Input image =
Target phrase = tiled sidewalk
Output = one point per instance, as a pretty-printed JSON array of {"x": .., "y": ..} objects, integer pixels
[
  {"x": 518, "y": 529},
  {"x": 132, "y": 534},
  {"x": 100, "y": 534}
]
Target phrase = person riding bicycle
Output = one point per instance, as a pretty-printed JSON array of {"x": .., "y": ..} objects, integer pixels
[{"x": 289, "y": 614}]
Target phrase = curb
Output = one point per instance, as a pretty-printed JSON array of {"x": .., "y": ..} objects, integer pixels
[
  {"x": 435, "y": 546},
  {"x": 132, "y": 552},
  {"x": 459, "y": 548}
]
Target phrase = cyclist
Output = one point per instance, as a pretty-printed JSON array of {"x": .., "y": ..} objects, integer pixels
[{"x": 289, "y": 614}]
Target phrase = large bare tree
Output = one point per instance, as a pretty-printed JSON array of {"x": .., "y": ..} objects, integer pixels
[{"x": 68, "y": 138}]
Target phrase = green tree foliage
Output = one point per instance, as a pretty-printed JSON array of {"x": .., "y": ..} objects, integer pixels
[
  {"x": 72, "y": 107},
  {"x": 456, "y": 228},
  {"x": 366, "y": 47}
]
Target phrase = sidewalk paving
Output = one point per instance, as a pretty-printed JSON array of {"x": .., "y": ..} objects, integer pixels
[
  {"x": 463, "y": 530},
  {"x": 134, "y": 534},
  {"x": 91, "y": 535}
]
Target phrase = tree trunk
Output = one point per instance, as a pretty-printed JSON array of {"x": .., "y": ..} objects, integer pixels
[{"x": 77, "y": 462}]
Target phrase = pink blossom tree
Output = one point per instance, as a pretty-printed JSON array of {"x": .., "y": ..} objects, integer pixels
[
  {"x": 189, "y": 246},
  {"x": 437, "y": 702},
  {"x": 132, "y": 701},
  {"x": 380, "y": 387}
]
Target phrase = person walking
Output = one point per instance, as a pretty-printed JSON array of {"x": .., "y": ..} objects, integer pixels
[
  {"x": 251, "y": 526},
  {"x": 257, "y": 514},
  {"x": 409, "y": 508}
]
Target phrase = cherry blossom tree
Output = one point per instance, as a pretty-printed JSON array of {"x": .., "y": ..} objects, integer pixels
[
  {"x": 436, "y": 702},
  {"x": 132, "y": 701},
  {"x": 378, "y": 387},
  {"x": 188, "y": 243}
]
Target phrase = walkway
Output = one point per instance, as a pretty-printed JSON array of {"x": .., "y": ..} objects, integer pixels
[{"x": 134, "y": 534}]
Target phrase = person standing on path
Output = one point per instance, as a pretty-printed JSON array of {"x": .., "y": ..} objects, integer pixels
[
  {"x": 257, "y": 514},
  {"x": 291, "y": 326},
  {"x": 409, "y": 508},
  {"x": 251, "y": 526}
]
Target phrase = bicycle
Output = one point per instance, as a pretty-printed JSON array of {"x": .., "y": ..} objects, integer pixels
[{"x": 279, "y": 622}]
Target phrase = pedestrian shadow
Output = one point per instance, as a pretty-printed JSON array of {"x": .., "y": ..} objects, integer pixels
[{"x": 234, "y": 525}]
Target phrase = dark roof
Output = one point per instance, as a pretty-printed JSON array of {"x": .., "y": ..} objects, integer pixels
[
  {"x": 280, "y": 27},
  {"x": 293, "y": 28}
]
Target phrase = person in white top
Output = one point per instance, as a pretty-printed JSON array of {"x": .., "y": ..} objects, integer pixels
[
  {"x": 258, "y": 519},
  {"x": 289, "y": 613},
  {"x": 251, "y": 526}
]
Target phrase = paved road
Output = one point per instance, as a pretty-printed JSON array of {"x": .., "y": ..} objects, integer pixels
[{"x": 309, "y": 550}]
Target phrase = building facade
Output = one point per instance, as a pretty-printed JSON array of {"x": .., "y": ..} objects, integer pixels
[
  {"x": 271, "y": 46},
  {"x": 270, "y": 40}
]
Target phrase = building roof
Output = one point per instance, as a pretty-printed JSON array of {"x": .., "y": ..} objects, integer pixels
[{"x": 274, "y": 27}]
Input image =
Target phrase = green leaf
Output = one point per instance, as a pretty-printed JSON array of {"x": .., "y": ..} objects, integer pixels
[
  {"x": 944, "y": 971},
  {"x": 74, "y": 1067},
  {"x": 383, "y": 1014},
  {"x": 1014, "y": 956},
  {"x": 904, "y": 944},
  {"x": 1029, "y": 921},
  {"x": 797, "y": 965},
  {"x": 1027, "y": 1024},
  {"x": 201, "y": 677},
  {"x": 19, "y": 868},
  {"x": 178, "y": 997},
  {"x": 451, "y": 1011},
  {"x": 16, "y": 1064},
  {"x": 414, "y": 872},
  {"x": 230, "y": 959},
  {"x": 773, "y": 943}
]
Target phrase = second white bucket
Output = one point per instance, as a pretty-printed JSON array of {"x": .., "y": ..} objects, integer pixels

Exercise: Find the word "person" in the listing above. Copy each line where it appears.

Result:
Target phrase = person riding bicycle
Target phrase = person walking
Target phrase = person standing on path
Target phrase = person in white top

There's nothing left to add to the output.